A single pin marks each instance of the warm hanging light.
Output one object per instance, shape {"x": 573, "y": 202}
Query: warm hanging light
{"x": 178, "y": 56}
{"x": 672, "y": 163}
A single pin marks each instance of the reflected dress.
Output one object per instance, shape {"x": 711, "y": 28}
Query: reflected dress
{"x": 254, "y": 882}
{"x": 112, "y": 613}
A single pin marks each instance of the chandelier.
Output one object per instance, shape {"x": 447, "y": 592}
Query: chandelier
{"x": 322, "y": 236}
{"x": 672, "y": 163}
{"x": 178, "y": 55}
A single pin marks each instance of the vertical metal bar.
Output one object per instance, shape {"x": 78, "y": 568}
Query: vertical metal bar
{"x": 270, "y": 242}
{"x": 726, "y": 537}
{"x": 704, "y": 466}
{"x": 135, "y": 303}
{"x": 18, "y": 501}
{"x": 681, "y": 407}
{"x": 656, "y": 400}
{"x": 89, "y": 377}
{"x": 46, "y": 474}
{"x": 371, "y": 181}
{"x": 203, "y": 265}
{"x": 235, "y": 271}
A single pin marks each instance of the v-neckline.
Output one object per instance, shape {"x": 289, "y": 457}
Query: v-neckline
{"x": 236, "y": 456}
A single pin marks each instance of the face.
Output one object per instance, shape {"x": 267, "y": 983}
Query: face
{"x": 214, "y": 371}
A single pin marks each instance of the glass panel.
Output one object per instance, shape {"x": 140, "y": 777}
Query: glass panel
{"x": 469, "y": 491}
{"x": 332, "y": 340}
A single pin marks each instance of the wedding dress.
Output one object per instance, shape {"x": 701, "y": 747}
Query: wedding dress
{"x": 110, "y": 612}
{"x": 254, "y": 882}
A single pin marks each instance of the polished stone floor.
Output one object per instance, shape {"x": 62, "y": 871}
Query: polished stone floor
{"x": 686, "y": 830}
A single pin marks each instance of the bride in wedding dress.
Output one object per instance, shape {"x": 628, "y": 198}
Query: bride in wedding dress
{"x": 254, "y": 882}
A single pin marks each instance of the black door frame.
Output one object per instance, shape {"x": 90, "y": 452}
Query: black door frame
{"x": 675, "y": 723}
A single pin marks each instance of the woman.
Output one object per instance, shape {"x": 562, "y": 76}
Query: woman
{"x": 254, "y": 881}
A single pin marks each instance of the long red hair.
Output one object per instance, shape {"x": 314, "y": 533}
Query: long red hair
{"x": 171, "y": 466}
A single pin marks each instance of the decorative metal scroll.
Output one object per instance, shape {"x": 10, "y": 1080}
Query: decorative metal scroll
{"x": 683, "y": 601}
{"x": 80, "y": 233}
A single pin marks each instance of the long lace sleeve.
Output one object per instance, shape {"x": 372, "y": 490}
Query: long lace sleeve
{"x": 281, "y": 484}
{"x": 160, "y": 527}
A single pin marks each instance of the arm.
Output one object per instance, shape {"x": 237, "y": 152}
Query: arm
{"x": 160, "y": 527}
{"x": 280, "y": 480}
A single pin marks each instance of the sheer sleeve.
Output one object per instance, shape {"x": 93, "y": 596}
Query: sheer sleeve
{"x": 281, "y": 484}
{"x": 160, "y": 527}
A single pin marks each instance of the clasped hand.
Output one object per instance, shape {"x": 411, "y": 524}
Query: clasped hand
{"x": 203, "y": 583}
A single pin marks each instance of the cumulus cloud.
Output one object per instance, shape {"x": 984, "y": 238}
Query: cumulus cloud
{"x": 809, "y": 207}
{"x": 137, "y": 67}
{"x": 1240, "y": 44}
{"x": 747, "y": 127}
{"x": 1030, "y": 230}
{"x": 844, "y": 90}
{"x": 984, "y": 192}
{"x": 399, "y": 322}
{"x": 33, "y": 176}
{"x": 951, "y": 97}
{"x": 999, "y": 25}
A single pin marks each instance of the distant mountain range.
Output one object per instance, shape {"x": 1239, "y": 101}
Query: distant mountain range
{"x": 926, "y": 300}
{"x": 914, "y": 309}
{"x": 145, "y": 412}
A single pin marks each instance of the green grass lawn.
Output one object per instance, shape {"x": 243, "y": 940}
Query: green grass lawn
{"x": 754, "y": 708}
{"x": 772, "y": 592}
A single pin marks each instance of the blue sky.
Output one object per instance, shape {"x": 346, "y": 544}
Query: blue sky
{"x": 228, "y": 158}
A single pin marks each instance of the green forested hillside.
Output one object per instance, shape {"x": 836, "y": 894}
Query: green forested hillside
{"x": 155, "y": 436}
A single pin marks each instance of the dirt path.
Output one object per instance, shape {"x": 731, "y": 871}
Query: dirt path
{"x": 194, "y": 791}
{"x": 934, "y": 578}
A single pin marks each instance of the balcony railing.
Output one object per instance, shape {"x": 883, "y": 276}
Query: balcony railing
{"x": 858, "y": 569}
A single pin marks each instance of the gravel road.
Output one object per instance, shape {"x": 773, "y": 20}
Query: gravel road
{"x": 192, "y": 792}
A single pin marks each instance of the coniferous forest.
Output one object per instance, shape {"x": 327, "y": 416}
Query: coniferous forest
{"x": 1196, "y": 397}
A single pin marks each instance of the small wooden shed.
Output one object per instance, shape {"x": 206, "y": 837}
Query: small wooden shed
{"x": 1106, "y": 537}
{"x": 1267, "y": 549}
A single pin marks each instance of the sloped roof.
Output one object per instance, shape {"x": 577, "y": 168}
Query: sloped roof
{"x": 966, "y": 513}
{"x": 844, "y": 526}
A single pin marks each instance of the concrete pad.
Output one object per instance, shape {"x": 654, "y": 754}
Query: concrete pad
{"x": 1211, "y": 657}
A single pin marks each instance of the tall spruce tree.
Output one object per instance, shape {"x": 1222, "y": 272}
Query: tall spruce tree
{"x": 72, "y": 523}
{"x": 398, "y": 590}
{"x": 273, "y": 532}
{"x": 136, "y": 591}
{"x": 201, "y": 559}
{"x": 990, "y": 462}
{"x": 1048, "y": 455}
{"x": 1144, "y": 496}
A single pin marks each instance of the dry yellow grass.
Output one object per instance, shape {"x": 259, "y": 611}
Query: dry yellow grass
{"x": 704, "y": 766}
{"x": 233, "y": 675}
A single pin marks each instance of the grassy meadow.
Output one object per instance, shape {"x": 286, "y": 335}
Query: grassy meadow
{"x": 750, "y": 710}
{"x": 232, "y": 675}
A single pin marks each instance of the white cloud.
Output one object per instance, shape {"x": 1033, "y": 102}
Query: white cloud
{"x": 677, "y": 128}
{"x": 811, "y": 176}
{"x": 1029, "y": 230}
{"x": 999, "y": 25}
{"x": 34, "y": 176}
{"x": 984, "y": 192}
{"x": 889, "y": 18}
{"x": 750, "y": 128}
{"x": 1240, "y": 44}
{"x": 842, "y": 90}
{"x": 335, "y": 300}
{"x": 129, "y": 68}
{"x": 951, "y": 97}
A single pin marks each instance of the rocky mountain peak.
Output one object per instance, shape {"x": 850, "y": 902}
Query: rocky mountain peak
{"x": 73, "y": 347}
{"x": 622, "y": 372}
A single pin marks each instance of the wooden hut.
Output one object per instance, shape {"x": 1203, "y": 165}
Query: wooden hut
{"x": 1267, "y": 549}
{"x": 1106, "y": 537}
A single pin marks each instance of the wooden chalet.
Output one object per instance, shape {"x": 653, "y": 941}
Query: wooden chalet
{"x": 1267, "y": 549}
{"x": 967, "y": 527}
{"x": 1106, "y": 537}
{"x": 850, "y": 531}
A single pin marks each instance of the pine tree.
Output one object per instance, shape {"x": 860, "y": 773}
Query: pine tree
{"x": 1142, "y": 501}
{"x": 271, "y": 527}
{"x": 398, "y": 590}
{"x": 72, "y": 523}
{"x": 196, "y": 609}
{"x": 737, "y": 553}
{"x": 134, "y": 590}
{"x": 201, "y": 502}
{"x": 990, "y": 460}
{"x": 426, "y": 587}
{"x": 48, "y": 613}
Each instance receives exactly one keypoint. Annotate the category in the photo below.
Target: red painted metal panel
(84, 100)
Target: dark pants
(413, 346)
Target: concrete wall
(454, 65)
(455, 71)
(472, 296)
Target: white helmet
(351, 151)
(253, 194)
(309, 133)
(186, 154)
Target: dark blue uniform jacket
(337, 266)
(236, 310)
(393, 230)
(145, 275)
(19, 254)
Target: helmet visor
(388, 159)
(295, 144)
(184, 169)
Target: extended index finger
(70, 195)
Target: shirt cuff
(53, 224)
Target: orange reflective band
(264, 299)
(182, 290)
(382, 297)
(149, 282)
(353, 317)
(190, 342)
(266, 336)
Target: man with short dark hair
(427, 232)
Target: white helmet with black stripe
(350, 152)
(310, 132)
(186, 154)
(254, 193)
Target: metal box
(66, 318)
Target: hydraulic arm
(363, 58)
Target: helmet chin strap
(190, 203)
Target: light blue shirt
_ _ _ _ _ _ _
Challenge.
Rewrite the lines from the one containing "Target: concrete wall" through the last line, substituting "hard hat" for every "helmet" and changing nothing else. Return only those lines.

Correct result.
Target: concrete wall
(454, 65)
(455, 71)
(472, 296)
Target: white hard hat
(351, 151)
(253, 194)
(309, 133)
(186, 154)
Target: dark blue uniform jacket
(337, 266)
(236, 310)
(393, 230)
(145, 275)
(19, 254)
Target: hard hat visor
(388, 159)
(295, 144)
(184, 169)
Target: extended index finger
(70, 195)
Target: shirt cuff
(53, 224)
Target: orange reflective band
(264, 299)
(182, 290)
(382, 297)
(149, 282)
(353, 317)
(190, 342)
(266, 336)
Target: man with short dark hair
(427, 232)
Target: white hard hat with black stripe
(350, 152)
(310, 132)
(186, 154)
(254, 193)
Target: metal box
(66, 318)
Target: hydraulic arm
(363, 58)
Target: hard hat chin strap
(190, 203)
Target: light blue shirt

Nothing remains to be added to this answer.